**SHORT EXERCISE**
Update the records below, changing each "agronomist" to "farm manager" and leaving the rest unchanged.

━━━━━ PROVIDED DATA

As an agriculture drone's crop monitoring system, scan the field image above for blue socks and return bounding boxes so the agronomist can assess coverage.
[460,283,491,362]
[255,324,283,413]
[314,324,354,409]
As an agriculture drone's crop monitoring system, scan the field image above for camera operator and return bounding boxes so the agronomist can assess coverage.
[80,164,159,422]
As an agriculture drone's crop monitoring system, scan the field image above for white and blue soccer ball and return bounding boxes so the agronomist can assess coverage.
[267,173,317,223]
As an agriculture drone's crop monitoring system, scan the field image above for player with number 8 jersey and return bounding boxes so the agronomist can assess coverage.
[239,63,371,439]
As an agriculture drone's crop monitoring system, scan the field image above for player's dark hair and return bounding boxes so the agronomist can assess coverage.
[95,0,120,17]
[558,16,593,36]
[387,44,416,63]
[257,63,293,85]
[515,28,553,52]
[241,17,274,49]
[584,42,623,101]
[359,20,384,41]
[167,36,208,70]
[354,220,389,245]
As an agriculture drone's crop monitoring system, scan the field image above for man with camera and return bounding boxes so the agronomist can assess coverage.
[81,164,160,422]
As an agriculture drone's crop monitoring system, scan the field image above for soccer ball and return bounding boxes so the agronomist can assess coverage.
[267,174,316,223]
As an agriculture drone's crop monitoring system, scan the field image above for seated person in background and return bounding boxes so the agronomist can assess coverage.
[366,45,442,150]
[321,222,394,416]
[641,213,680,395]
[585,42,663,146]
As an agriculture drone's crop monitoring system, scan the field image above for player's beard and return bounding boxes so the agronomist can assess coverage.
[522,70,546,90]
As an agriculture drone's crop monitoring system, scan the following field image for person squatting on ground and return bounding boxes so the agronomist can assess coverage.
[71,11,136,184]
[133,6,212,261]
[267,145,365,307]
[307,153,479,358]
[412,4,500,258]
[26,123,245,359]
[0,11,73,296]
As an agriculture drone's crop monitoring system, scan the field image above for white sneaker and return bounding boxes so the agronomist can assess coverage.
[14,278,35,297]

━━━━━━━━━━

**WORKED SOLUTION**
As an agriculture drone's crop monitoring system, scan the field image above for blue socks and return bounding boxes so the farm manager can assess coverage.
[460,283,491,362]
[255,324,283,413]
[314,324,354,409]
As an agriculture drone's crop monitoring system, scan the field image above for camera operator and return bounding boxes so the farm manager can assess coverage.
[80,164,159,422]
As an agriculture drone's crop monitoring system, scan the field image above for white and blue soccer ball and return bounding boxes so the farm manager can assess coverage.
[267,173,317,223]
As an agriculture drone's crop monitoring system, scan the field image above for player with number 8 jersey and return bounding boxes so the farm manager can assess coverage.
[239,63,371,439]
As an agriculture drone's crop monitoring system, scan the field image above for player's dark hair and return bounding boxes so the farm manager can assess coverage.
[95,0,120,17]
[558,16,593,36]
[387,44,416,63]
[257,63,293,85]
[515,28,553,52]
[241,17,274,49]
[584,42,623,101]
[359,20,384,41]
[167,36,208,70]
[354,220,389,245]
As an agriculture drone's crop monitoring system, scan the field image above for man with camera and return bounding boxes so the farm manager can assess coverage.
[81,164,160,422]
As an agriculture drone's crop monitoring system, scan the field image above for soccer ball and return bounding boxes so the farm manager can assess coverage.
[267,174,316,223]
As an agriculture drone's crop monitoring system, scan the field image above for seated person in background and return bounding boxes so the farm manager can assess coverage.
[366,45,442,150]
[321,222,394,416]
[641,213,680,395]
[585,42,663,146]
As an agriculture drone's crop monitoring system, scan the field image above for player's beard and return bounding boxes so the farm manager can assess coverage.
[522,70,546,90]
As an agriculture drone's crop monitoring system, scan the following field image for person squatting on ground and return bounding boxes so the farm manager can assess coverage.
[71,11,136,184]
[133,6,212,261]
[267,145,365,307]
[307,153,479,358]
[412,4,500,258]
[26,123,245,359]
[0,11,73,296]
As an agriculture drone's crop monitoring system, scan the field image above for white sneaker and return bounding boxes so the farm manager can assess coverage.
[14,278,35,297]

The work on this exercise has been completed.